▶ [PROVIDED ENTRIES]:
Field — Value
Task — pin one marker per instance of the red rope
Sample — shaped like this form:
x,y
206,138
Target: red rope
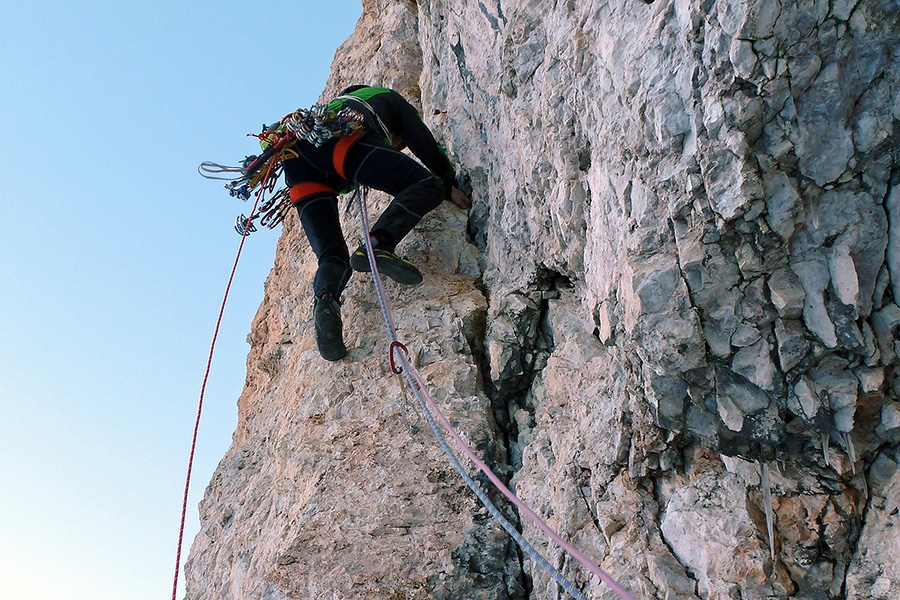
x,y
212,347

---

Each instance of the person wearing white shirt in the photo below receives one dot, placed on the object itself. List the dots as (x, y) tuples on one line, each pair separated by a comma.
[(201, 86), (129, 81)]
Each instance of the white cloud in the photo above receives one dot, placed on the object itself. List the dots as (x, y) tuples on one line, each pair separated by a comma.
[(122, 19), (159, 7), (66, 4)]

▶ [TASK BRIEF]: Repeat the stretch from the line containing "Each instance of the white" through the line containing "[(122, 19), (159, 7), (66, 4)]", swapping "white cloud" for "dark cloud" and leaving everything else as it is.

▶ [RESPONSE]:
Each instance of the dark cloud in the photo above receives one dot, placed on the object itself. List the dots as (x, y) tuples on one line, each pair separated by a comma.
[(122, 19), (159, 7), (66, 4)]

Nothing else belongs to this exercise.